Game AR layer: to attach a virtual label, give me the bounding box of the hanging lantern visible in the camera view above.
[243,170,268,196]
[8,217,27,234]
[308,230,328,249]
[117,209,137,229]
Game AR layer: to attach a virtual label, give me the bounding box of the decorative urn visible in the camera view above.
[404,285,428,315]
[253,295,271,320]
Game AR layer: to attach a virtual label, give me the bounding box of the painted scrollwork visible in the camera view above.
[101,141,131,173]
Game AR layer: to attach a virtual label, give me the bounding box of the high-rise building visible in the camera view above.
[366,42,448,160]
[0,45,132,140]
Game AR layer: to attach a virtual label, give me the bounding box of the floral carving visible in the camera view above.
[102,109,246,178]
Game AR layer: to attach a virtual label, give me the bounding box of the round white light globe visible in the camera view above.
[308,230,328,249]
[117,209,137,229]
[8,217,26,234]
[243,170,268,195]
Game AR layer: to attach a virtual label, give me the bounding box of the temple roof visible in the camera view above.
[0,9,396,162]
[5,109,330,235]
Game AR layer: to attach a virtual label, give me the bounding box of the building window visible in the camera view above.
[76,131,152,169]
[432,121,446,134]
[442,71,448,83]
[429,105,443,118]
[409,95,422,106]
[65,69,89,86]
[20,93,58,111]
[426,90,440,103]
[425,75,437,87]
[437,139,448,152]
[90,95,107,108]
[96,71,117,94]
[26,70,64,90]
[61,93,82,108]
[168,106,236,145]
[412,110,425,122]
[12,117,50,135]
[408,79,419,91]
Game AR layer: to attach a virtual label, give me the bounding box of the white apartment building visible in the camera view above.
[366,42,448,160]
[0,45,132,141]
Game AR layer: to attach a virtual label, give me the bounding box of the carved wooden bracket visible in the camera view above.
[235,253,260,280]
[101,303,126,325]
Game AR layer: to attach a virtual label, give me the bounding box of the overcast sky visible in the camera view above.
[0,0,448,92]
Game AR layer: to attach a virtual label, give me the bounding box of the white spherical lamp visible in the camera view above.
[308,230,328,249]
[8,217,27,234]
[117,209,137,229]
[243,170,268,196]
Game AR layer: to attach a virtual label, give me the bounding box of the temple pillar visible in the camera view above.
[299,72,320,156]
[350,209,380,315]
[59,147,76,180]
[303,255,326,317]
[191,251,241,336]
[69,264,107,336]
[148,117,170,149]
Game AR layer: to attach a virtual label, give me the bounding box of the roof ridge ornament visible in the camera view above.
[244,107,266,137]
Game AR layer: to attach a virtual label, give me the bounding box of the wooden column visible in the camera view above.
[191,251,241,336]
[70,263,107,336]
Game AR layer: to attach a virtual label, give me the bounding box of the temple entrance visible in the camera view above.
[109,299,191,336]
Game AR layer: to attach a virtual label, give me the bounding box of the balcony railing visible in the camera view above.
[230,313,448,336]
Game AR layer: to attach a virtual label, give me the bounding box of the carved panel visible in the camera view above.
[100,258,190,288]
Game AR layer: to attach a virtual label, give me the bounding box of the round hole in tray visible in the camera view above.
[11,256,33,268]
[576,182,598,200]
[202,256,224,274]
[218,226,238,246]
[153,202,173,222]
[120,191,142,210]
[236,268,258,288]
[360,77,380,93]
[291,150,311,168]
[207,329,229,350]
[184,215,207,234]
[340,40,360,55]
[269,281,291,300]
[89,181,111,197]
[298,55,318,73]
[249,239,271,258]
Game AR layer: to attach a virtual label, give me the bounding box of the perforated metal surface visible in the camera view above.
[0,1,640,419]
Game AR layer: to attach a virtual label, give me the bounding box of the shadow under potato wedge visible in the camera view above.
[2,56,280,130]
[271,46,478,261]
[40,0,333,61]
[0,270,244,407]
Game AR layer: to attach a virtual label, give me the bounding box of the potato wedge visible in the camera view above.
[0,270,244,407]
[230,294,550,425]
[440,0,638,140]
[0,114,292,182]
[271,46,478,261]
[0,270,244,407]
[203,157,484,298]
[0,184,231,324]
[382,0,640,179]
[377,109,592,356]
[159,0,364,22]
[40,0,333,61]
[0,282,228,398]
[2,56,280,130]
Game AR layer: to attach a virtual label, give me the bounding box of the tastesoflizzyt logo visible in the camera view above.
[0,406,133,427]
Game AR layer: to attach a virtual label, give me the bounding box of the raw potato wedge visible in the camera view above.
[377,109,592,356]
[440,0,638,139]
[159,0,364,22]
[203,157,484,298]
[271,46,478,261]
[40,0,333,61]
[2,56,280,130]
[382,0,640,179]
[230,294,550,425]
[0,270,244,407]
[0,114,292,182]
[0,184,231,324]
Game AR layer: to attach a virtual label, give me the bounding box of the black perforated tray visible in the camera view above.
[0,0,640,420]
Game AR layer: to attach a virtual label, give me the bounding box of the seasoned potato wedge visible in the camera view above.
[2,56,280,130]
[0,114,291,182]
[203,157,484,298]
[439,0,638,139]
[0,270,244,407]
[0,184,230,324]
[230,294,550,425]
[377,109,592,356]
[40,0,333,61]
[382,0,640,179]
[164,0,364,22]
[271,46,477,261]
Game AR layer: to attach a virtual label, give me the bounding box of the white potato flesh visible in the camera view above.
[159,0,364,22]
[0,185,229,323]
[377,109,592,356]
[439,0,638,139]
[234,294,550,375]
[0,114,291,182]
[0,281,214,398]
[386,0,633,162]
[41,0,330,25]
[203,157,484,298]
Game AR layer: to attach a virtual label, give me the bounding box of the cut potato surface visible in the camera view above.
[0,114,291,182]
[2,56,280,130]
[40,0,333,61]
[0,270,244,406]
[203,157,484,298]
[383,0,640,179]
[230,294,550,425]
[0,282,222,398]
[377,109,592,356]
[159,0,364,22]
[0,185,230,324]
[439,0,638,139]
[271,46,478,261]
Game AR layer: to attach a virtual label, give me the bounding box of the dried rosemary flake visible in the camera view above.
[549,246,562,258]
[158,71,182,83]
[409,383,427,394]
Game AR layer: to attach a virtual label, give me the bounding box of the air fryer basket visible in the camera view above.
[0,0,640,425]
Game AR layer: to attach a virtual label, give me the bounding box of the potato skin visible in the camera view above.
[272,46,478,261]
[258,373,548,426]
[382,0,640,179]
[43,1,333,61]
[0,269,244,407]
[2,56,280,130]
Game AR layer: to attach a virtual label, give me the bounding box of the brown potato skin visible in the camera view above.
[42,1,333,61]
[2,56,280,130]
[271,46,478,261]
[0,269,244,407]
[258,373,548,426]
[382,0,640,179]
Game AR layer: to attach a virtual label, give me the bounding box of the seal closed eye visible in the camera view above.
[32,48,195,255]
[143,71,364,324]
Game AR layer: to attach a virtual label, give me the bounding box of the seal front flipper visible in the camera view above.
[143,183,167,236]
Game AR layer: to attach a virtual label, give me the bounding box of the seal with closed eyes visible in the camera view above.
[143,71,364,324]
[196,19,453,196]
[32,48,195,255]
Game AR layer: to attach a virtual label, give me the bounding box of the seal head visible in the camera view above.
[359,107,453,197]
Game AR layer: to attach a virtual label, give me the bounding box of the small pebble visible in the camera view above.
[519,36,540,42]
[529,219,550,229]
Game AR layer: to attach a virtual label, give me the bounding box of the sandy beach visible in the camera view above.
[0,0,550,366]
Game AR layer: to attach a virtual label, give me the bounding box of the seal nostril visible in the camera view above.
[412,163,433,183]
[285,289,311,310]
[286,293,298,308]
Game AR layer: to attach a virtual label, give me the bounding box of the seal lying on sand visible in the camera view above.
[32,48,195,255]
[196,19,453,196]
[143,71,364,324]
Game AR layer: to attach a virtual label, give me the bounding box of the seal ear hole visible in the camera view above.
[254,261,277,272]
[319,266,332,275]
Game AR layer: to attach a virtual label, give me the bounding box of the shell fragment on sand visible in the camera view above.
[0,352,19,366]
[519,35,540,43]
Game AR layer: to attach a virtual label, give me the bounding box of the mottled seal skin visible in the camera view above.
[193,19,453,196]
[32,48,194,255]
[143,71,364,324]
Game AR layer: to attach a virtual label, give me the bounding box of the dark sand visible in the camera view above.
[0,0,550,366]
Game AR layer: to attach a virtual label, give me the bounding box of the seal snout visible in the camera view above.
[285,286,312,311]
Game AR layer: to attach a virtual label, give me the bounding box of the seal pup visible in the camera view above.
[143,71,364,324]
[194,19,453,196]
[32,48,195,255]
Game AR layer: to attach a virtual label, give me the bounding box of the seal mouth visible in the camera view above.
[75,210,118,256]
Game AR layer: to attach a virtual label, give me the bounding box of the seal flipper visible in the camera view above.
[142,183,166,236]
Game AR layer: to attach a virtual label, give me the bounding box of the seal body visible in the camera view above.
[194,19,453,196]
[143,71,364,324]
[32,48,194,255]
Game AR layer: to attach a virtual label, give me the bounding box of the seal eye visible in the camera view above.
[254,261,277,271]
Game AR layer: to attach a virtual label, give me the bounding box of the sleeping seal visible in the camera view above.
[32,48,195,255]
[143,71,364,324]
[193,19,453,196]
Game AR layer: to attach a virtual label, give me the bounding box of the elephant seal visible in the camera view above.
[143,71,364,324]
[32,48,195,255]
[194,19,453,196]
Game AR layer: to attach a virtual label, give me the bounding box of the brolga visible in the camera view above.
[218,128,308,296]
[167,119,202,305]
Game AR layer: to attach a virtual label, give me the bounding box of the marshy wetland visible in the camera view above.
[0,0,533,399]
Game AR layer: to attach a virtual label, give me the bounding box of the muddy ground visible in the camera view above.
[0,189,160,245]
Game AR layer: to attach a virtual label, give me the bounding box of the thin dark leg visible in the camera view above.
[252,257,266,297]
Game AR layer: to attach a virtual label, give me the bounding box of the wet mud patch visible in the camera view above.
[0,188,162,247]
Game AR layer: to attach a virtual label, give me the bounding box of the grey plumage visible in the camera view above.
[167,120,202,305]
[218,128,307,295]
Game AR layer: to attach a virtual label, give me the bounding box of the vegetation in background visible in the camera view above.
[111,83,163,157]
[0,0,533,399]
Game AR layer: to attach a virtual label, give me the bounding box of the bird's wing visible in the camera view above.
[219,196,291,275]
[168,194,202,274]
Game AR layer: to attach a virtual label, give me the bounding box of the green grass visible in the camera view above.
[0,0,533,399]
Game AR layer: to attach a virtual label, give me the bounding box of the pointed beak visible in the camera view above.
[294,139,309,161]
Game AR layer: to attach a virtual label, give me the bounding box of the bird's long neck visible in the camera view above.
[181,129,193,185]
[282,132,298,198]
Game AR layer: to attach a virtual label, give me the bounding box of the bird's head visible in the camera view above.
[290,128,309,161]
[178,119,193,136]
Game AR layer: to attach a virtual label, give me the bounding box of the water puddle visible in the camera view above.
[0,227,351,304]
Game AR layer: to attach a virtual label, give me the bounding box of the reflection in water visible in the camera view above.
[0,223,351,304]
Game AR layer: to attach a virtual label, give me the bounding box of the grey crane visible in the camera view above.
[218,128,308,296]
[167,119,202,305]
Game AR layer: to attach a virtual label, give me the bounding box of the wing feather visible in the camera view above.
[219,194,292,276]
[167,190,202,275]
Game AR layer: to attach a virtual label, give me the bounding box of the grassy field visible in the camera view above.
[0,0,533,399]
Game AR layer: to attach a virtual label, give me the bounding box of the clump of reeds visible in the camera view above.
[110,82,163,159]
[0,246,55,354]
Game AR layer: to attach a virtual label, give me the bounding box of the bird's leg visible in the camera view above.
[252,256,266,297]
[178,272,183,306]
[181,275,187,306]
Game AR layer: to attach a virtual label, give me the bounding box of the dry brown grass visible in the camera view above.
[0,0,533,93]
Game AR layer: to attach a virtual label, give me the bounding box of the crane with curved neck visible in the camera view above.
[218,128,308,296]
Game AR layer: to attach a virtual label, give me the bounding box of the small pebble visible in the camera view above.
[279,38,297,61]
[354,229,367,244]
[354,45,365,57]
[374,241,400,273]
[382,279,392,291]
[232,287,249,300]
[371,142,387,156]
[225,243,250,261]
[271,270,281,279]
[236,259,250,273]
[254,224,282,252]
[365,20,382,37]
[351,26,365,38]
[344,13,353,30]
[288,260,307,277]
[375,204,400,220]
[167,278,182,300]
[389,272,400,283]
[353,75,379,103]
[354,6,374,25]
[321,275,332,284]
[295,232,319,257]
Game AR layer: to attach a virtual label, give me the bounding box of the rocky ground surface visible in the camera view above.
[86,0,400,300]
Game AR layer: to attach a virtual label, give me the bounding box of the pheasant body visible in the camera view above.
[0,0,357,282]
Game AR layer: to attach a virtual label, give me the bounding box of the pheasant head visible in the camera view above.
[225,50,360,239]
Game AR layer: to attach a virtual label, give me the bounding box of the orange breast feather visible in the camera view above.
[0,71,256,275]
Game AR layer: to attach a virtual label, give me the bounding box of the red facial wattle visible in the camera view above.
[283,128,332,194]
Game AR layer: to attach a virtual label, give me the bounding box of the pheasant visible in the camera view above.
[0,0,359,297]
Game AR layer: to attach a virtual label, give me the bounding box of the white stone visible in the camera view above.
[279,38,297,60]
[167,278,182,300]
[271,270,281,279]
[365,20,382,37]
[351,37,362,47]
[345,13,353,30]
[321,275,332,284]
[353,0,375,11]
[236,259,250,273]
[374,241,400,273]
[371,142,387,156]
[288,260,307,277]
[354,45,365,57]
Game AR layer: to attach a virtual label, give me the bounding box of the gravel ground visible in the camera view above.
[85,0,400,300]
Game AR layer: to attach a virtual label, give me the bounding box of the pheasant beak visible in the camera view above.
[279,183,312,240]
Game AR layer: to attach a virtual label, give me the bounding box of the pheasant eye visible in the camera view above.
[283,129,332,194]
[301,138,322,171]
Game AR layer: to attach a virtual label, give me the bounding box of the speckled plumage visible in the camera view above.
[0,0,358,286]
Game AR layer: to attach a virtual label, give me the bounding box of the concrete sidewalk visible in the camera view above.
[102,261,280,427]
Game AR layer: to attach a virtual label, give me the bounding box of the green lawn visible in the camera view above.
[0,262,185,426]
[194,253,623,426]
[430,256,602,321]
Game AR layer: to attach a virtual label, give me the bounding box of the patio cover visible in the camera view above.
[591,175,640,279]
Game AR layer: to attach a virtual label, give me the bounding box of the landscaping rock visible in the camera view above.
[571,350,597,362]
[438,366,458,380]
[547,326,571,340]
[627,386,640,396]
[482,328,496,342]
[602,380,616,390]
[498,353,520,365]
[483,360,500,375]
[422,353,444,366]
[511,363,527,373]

* _Direction_
Copy out the rows from the one containing "apartment building visible in the camera view above." through the one containing "[70,263,107,336]", substituting "digital tag" for every "virtual label" and leaving everything else unchanged.

* _Exercise solution_
Game AR layer: to attach a digital tag, give me the bounding box of the white apartment building visible in the camera view above.
[366,42,448,160]
[0,45,132,141]
Game AR layer: to attach a digital tag, give me the bounding box of the carved wooden bracket visible in the camera view above.
[235,253,260,280]
[101,303,126,325]
Game AR layer: to attach a digital tag, give me the bounding box of the overcast sky visible in the camera view above.
[0,0,448,92]
Game AR layer: to attach a digital tag, give me the bounding box of the white spherical lamp visible in the camera view above.
[308,230,328,249]
[8,217,27,234]
[117,209,137,229]
[243,170,268,196]
Game AR layer: to attach a digital tag, give me the bounding box of the temple pillar visible in the camera view above.
[299,72,320,156]
[350,209,380,315]
[59,147,76,180]
[303,255,326,317]
[191,251,241,336]
[69,264,107,336]
[148,117,170,149]
Game AR layer: to attach a digital tag, give me the bounding box of the roof ridge ornament visible in the camera view above.
[244,107,266,137]
Game AR layer: to attach a digital tag, give me the bounding box of the wooden column visible in the camera view above.
[191,251,241,336]
[70,263,107,336]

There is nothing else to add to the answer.